>> start
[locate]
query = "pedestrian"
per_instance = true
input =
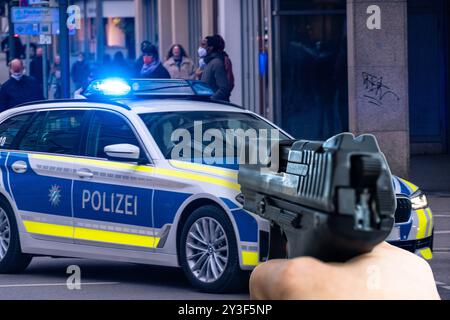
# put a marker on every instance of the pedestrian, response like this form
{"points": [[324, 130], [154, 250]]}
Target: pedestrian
{"points": [[120, 67], [152, 67], [145, 45], [19, 88], [80, 71], [55, 78], [201, 59], [36, 68], [178, 63], [18, 48], [214, 72], [227, 62]]}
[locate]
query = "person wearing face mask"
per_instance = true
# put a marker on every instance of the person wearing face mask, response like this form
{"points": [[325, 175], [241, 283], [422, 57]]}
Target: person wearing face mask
{"points": [[178, 64], [19, 88], [202, 53], [214, 72], [80, 71], [151, 67]]}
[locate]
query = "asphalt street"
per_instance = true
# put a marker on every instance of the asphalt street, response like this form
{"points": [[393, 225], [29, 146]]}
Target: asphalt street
{"points": [[46, 277], [441, 260]]}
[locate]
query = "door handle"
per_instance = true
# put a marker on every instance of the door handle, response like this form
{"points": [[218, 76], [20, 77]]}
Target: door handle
{"points": [[19, 167], [85, 174]]}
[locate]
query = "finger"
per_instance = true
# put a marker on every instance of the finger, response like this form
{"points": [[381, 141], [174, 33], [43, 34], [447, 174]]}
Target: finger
{"points": [[262, 279]]}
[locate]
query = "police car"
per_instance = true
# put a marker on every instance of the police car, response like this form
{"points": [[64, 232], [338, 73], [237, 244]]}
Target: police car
{"points": [[95, 178]]}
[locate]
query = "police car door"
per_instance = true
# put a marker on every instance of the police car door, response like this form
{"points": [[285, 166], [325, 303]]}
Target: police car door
{"points": [[40, 173], [112, 198]]}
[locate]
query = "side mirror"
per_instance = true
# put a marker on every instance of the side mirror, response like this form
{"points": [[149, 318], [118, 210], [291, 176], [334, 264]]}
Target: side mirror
{"points": [[123, 152]]}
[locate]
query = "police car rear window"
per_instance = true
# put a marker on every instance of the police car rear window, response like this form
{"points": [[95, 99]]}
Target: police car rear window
{"points": [[164, 125], [10, 128], [55, 132]]}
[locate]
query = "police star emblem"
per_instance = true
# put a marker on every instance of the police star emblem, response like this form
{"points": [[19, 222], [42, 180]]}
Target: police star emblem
{"points": [[54, 195]]}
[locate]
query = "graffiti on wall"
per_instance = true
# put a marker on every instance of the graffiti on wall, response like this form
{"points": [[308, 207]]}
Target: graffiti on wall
{"points": [[376, 91]]}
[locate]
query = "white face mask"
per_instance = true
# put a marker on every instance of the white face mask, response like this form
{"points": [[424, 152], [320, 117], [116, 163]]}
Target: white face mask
{"points": [[202, 52], [17, 75]]}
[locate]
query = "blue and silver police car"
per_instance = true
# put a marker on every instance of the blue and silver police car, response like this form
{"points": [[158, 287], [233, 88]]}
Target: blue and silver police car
{"points": [[94, 178]]}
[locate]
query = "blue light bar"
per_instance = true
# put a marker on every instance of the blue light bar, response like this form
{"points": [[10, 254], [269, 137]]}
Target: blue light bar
{"points": [[109, 87], [148, 88]]}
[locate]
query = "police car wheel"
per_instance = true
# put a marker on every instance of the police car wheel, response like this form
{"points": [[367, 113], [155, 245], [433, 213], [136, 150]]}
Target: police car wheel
{"points": [[208, 252], [12, 260]]}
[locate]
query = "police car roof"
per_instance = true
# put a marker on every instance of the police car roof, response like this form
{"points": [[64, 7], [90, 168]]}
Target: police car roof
{"points": [[138, 106], [177, 105]]}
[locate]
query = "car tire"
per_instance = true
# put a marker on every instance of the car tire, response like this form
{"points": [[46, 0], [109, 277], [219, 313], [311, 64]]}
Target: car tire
{"points": [[12, 260], [202, 260]]}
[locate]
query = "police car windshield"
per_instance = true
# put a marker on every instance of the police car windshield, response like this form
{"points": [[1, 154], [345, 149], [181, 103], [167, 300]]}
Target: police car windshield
{"points": [[186, 135]]}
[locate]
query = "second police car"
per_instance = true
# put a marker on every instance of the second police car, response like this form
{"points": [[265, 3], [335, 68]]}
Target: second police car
{"points": [[95, 179]]}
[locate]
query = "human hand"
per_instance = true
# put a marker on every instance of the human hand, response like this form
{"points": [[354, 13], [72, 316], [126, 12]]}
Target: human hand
{"points": [[385, 273]]}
>> end
#### [To be done]
Print the records above exactly as they stand, but leave out the pictures.

#### [Result]
[locate]
query = "pedestrian"
per_instance = true
input =
# put a marker on every instance of the pedestrian, response like this form
{"points": [[324, 130], [154, 250]]}
Target: pedestrian
{"points": [[120, 67], [152, 67], [145, 45], [19, 88], [80, 71], [55, 78], [201, 59], [36, 68], [178, 63], [18, 48], [214, 72], [227, 62]]}
[locate]
query = "person wearing face mask"
per_instance = true
# put a marker on every instance of the person wearing face mask, response like this form
{"points": [[325, 175], [241, 283], [422, 57]]}
Target: person wearing face mask
{"points": [[178, 64], [19, 88], [202, 53], [214, 72], [80, 71], [151, 67]]}
[locate]
query = "asphalt street"
per_instance = true
# put a marker on every instance of the asphalt street, response like this form
{"points": [[393, 225], [29, 146]]}
Target: asphalt street
{"points": [[46, 277], [441, 260]]}
[locate]
query = "door handle"
per_instance = true
# put a marker on every instance of the door handle, response like this form
{"points": [[218, 76], [20, 77]]}
Target: door handle
{"points": [[19, 167], [85, 174]]}
[locate]
query = "finger"
per_instance = true
# put a marker on every instance of the finger, response like this form
{"points": [[381, 141], [174, 33], [43, 34], [447, 174]]}
Target: finger
{"points": [[262, 279]]}
[locate]
query = "police car"
per_instance = true
# put a marker on every instance of the police car, response like this form
{"points": [[64, 232], [338, 73], [237, 244]]}
Target: police car
{"points": [[95, 178]]}
[locate]
query = "police car door"
per_instance = true
# put a marker on every instance of the police car door, response like this form
{"points": [[285, 166], [325, 303]]}
Target: police car door
{"points": [[40, 173], [112, 198]]}
[locate]
query = "side mirror"
per_instance = true
# put a marker on every instance of the side mirror, response like this form
{"points": [[149, 318], [118, 210], [291, 176], [334, 264]]}
Target: side mirror
{"points": [[123, 152]]}
[locate]
query = "police car rear window"
per_instance = true
# put a marker on every instance of the police car rear window, response like this form
{"points": [[95, 99]]}
Target: police car rear window
{"points": [[164, 125], [10, 128], [55, 132]]}
[locate]
query = "police star emblem"
per_instance = true
# put a marker on every instance of the police star emblem, response like this form
{"points": [[19, 222], [42, 180]]}
Target: police star emblem
{"points": [[54, 195]]}
[locate]
query = "graffiti on wall"
per_instance = true
# put a marker on every instance of the graffiti on wall, response like this form
{"points": [[308, 207]]}
Target: graffiti on wall
{"points": [[376, 91]]}
[locate]
query = "white face mask"
per_instance = true
# put a marker on every instance of the white face mask, response like this form
{"points": [[424, 152], [320, 117], [116, 163]]}
Target: white face mask
{"points": [[202, 52], [17, 75]]}
[locate]
query = "blue and silver police car"
per_instance = true
# put a marker on every instance of the blue and silver police car, response like this form
{"points": [[158, 287], [233, 88]]}
Target: blue and silver police car
{"points": [[94, 178]]}
[locate]
query = "blue light bar"
per_instance = true
# put a marker on every instance of the blue light bar, response like this form
{"points": [[10, 254], [269, 137]]}
Target: blue light bar
{"points": [[109, 87], [148, 88]]}
[locate]
query = "police car wheel"
per_instance = true
# put a marker on every instance of the police car wheel, response like this form
{"points": [[367, 113], [155, 245], [433, 213], [136, 150]]}
Target: police car wheel
{"points": [[208, 252], [12, 260]]}
[locate]
query = "police car roof"
per_instance = true
# put a marker on every instance of the police car roof, response like this form
{"points": [[64, 7], [90, 168]]}
Target: police car roof
{"points": [[138, 106], [177, 105]]}
[locate]
query = "car tire"
per_instance = true
# put a marker on every instance of the car tire, response like this form
{"points": [[46, 0], [109, 277], [219, 313], [311, 64]]}
Target: car tire
{"points": [[12, 260], [202, 260]]}
[locate]
query = "police car windshield"
per_instance = true
# put a marker on every instance of the police car windshield, response like this form
{"points": [[1, 154], [345, 149], [181, 103], [167, 300]]}
Target: police car windshield
{"points": [[186, 135]]}
[locate]
query = "second police car"
per_instance = true
# put a marker on every instance of the second police car, response like this form
{"points": [[265, 3], [335, 68]]}
Target: second police car
{"points": [[95, 179]]}
[locate]
query = "human hand"
per_instance = true
# put a marker on every instance of the human hand, response like this form
{"points": [[354, 13], [72, 316], [126, 12]]}
Target: human hand
{"points": [[385, 273]]}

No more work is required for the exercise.